Repeat the listing that follows exactly. Pictures are not part of the copy.
━━━━━ The records
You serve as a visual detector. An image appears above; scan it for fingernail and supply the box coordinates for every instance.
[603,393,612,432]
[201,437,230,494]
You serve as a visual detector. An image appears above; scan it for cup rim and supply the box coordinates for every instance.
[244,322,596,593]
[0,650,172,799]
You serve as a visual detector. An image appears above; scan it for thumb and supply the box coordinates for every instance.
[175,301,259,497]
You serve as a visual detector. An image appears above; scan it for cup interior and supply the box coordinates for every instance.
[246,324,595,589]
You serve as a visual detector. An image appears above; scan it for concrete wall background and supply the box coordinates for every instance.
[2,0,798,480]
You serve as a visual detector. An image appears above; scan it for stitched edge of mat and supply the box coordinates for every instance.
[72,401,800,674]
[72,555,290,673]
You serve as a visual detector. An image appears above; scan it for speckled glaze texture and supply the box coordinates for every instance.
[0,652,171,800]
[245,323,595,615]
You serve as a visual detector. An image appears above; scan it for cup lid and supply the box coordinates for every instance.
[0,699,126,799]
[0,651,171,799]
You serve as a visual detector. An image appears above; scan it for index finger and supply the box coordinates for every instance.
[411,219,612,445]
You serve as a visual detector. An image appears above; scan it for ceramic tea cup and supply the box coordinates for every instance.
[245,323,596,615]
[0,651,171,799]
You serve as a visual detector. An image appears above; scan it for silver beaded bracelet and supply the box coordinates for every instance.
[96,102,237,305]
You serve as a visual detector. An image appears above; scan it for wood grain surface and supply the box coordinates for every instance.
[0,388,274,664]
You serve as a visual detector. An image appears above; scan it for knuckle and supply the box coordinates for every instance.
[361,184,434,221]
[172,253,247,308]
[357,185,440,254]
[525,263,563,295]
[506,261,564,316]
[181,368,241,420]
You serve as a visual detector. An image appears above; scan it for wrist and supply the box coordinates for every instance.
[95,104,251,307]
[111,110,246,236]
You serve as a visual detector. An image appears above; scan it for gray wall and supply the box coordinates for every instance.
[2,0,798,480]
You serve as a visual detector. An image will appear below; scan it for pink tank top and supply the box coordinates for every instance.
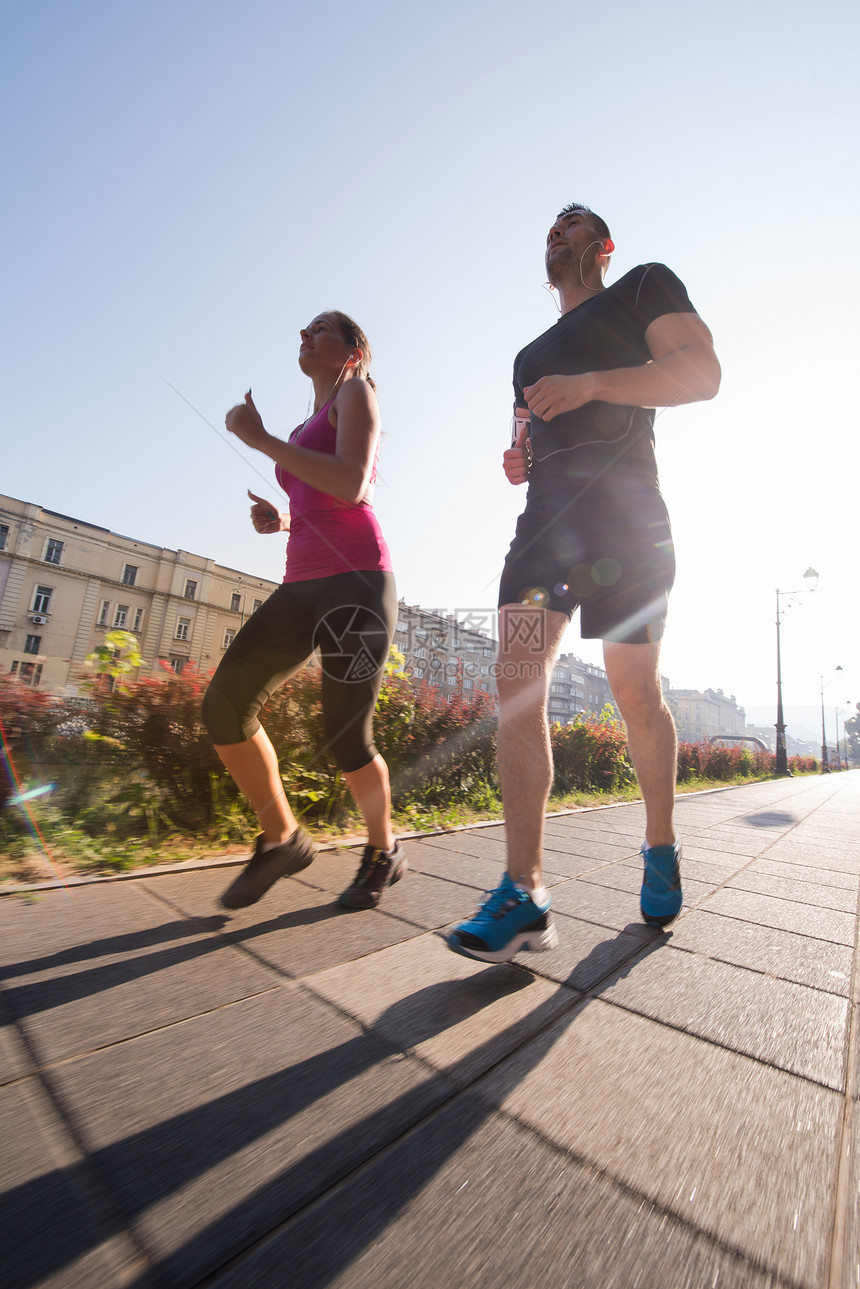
━━━━━━━━━━
Task solution.
You serve as a visual detector. An image appears above; scan it for fingernail and supply the box coordinates for every instance.
[603,393,612,432]
[201,437,230,494]
You serve as a visual detector. An image appears above; scan it for cup rim and supply the box coordinates for every instance.
[244,322,596,593]
[0,650,172,799]
You serve as a visual detector. An image appears above; scan it for thumb and supply the box coordinates for every instance.
[175,301,259,497]
You serve as a visual detector. An image appears above; scan it for cup interior and supply the box coordinates for every instance.
[246,324,595,589]
You serve as a visual detector. An image appears above; scan it for concrete wall background and supply the box coordinates for every instance.
[2,0,798,480]
You serve as a visual detector. An image appears above; scan it for stitched edge of mat and supply the box coordinates for every instance.
[72,401,800,674]
[72,555,290,673]
You serve as a visual detector. An image appears above; scan it for speckled glaze texture and supply the box coordinates for every instance.
[0,652,171,800]
[245,323,595,615]
You serve as a visual detector. An image appears above; scan it for cup lid and supply the box coordinates for every instance.
[0,699,126,799]
[0,651,171,799]
You serve as a visual detector. An image appears above; scan it for index finger and supply the box coordinates for every instance.
[411,219,612,445]
You serve as a visual detector. An image appears above; scan it for ceramic tea cup and supply the box coordinates for every instance.
[245,323,596,615]
[0,651,171,799]
You serve as a visual detector. An image appears above; scan it for silver beaded bracelet and supply the box coordinates for every instance.
[96,102,237,305]
You serve as a visual detector. An image appears above; scan it for wood grain surface and supply the box coordinates for every instance.
[0,388,274,664]
You serve as a visual detector. An image appears above; scan it for knuckle and supply the box coordinates for every instance.
[361,184,434,221]
[172,253,247,308]
[357,185,440,254]
[525,263,563,295]
[506,261,564,316]
[181,368,241,420]
You serve as a visual detector. An image appears above; scan it for wrist and supply the box coordinates for every instance.
[95,104,251,307]
[111,110,246,236]
You serve as a visual detector. An image appears above; scan it for gray wall and supply the box coordinates for every instance.
[2,0,798,480]
You serve as a visual detector. An image will appear below; scan it for pink tank top and supply the box coordinates for every instance.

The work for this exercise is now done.